GIVEN TASK>
Please print the records below line for line, changing nothing.
********
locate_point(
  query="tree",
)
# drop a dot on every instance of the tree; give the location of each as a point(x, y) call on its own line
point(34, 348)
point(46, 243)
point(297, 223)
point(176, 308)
********
COMPLETE ANSWER>
locate_point(
  query="tree",
)
# drop a dot on every instance of the tree; give the location of each as a point(x, y) call on its own line
point(34, 348)
point(46, 243)
point(297, 223)
point(176, 308)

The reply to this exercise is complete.